_Actions demandées_
A. Relevez toutes les dates de l'extrait sur la sanction disciplinaire qui comportent à la fois un jour, un mois et une année.
B. Recopiez mot pour mot le passage de l'extrait sur la sanction disciplinaire allant de « Depuis lors, le » jusqu'à « en matière disciplinaire. » inclus.

L'agent avait formé un recours en excès de pouvoir à l'encontre de cette décision devant le tribunal administratif de Marseille. Par jugement en date du 25 novembre 2010, son recours a été rejeté. L'intéressé a alors interjeté appel de ce jugement et en a obtenu la réformation et l'annulation de la sanction dont il a fait l'objet, par un arrêt de la cour administrative d'appel de Marseille du 17 janvier 2014.
La Poste a alors formé un pourvoi en cassation à l'encontre de cet arrêt mais également une requête tendait à ce qu'il soit sursis à l'exécution de l'arrêt litigieux. La Conseil d'Etat a naturellement joint ces deux demandes afin qu'elles soient tranchées par une seule et même décision.
Quelques rappels semblent devoir être faits avant d'appréhender l'apport de la décision rapportée.
I - L'évolution de l'office du juge de l'excès de pouvoir en matière disciplinaire
Jusqu'en 1978, la jurisprudence administrative avait limité le contrôle du juge sur la matérialité des faits reprochés à l'agent. L'office du juge consistait alors presque uniquement à dire si les faits ayant donné lieu à la procédure disciplinaire avaient réellement été commis par l'agent et en pareille hypothèse, si lesdits faits étaient de nature à fonder la prise d'une sanction disciplinaire (2).
Le revirement de jurisprudence est intervenu par le biais de la décision "Lebon" du 9 juin 1978 (3). A compter de cette date et jurisprudence, le juge de l'excès de pouvoir a exercé un contrôle de l'erreur manifeste d'appréciation. L'office de ce dernier tendait donc à déterminer si la sanction retenue était adaptée et en adéquation avec les faits reprochés, le comportement de l'agent et les éventuels antécédents disciplinaires de ce dernier.
Depuis lors, le juge a donc pu censurer les sanctions disciplinaires arbitraires et manifestement disproportionnées. Cette évolution jurisprudentielle s'explique et se justifie naturellement par le fait du choix multiple de sanction qui s'offre à l'autorité compétente en matière disciplinaire.
Une marge d'appréciation est donc intrinsèquement nécessaire.
Il y a bientôt deux ans, le Conseil d'Etat est venu renforcer le contrôle exercé par les juges du fond en cette matière. Il s'agit désormais d'un contrôle plein et entier du choix de la sanction infligée (4). En fin d'année dernière, la Haute Assemblée a également précisé l'office du juge de cassation en cette matière (5). Plus récemment encore, et quelques jours avant la décision commentée, le Conseil d'Etat est venu apporter de nouvelles précisions (6).
Par cette décision, les juges du Palais-Royal ont indiqué qu'il appartenait également au juge de l'excès de pouvoir de rechercher si la sanction proposée par un conseil de discipline de recours statuant sur le recours d'un fonctionnaire territorial est proportionnée à la gravité des fautes qui lui sont reprochées.
Autrement dit, le contrôle du juge trouve également à s'appliquer à l'égard de la proposition du conseil de discipline de recours. C'est donc bien l'ensemble des éléments de la procédure disciplinaire qui rentre dans le périmètre du contrôle et de l'office du juge de l'excès de pouvoir.

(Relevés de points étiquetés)
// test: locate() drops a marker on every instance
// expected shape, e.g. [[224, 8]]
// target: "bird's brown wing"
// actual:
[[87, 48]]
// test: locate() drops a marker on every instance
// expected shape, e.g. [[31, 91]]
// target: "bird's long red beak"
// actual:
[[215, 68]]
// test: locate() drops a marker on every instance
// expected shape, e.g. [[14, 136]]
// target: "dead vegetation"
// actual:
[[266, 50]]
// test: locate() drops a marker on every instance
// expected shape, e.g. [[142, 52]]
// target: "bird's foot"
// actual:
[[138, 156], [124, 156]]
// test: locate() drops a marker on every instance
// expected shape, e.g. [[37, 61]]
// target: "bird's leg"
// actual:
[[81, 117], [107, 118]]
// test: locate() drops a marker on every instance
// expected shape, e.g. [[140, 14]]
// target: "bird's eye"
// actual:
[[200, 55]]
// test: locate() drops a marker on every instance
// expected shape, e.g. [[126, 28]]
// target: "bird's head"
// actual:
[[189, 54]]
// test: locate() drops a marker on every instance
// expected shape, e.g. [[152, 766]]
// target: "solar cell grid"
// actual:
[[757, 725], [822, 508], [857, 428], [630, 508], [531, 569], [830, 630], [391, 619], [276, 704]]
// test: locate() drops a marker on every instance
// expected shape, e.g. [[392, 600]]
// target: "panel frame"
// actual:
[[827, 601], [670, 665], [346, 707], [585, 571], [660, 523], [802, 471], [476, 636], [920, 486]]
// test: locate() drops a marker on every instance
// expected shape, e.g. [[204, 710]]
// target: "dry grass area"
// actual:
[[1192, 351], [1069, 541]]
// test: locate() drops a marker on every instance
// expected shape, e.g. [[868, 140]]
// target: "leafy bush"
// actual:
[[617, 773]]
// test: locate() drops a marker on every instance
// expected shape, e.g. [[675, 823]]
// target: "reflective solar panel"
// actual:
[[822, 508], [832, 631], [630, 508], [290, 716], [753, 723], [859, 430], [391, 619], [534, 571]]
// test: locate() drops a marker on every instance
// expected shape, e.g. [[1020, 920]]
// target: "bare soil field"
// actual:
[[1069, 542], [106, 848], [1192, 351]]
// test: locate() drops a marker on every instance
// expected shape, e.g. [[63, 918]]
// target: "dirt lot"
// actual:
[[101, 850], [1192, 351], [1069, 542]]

_Réponses par tâche_
A.
- 25 novembre 2010
- 17 janvier 2014
- 9 juin 1978

B.
Depuis lors, le juge a donc pu censurer les sanctions disciplinaires arbitraires et manifestement disproportionnées. Cette évolution jurisprudentielle s'explique et se justifie naturellement par le fait du choix multiple de sanction qui s'offre à l'autorité compétente en matière disciplinaire.